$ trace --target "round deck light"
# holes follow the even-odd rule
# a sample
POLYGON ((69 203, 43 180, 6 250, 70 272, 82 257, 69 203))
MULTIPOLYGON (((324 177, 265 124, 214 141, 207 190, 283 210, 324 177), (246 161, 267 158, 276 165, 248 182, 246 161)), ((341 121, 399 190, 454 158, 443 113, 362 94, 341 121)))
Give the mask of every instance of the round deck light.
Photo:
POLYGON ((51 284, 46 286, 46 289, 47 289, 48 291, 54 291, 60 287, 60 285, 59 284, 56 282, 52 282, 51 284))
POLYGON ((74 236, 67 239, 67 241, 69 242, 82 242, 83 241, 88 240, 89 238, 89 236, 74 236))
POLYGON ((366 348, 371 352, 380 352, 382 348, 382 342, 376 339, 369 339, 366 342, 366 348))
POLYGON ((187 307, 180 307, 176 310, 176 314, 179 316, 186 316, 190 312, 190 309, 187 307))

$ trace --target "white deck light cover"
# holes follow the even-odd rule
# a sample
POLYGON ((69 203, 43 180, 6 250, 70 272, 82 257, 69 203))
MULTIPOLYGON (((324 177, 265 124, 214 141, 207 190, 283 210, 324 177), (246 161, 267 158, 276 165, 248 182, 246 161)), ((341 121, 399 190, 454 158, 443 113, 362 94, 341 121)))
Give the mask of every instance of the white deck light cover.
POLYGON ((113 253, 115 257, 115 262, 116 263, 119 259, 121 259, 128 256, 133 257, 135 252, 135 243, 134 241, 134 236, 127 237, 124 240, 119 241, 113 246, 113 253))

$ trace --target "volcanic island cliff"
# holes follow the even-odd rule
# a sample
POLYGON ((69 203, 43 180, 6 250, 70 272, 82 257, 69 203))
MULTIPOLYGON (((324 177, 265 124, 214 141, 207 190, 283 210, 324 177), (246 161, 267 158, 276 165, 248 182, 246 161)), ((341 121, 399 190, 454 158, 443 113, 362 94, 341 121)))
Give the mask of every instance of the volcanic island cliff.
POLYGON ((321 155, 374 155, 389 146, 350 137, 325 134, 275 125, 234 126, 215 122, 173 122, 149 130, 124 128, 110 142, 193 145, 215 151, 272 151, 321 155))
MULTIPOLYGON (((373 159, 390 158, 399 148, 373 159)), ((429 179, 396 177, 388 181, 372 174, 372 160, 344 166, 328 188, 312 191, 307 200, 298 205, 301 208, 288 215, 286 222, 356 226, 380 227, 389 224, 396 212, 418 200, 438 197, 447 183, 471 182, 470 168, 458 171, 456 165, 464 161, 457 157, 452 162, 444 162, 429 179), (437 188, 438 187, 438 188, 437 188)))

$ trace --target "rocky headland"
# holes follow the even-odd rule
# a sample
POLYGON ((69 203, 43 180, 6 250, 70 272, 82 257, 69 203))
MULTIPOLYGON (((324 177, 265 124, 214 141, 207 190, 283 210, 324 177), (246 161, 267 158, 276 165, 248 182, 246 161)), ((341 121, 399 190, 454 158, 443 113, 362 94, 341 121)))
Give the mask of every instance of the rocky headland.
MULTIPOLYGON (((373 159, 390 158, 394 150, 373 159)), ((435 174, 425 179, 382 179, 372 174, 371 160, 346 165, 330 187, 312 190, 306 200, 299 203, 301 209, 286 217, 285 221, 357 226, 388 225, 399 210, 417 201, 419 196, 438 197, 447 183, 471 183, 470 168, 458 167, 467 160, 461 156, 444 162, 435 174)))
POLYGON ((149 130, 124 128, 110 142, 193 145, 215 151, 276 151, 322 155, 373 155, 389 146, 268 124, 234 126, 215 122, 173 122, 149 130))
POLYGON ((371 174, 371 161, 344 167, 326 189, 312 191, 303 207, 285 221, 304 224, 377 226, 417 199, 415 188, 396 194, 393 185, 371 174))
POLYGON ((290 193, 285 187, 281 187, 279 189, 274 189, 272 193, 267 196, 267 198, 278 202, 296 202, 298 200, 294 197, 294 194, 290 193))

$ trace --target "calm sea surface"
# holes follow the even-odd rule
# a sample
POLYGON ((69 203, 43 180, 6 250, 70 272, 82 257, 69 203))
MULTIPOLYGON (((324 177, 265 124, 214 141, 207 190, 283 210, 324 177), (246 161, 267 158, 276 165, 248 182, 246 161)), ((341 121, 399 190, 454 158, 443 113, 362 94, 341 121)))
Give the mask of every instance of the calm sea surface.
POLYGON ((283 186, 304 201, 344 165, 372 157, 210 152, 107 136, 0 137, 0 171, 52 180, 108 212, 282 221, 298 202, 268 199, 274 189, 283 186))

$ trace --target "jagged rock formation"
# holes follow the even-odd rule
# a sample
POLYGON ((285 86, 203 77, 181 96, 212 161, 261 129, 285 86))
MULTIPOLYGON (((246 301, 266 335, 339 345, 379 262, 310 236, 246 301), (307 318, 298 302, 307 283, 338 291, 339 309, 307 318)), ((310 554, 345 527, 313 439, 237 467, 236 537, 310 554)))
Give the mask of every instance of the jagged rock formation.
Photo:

....

How many lines in the entries above contain the word "round"? Case counts. Reply with the number only.

2